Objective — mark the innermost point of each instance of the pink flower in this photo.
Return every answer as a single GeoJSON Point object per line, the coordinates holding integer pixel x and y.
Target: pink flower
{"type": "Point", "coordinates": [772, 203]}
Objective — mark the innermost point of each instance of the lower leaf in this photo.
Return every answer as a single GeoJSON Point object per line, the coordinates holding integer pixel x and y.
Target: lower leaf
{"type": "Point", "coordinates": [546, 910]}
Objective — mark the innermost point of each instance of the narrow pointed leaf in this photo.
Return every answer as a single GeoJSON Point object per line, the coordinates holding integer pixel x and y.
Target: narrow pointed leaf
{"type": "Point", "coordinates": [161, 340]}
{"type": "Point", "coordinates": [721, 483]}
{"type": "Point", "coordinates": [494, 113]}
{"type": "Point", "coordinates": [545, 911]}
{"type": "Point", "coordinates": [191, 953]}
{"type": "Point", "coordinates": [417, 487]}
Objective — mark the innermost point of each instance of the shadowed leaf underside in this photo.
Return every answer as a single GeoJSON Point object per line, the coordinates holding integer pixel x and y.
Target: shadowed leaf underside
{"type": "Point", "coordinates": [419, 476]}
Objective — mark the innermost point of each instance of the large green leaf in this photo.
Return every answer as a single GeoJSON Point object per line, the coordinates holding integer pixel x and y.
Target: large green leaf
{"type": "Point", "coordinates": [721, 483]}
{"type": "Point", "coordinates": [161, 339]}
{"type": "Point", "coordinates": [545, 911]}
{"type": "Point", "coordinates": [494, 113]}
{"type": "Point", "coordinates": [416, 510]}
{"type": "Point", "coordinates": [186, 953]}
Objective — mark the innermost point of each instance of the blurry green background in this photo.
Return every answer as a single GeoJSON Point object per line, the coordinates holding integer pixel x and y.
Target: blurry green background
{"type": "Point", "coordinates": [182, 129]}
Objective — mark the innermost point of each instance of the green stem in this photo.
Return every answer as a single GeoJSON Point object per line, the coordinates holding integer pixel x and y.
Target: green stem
☆ ☆ ☆
Directions for this task: Set down again, word for word, the stretch of records from the line with "Target: shadowed leaf underside" to the line with "green leaf in this photo.", both of those lines included.

Solution for this task:
Target: shadowed leaf underside
{"type": "Point", "coordinates": [419, 476]}
Objective — mark the innermost point of each instance of the large green leaf in this photo.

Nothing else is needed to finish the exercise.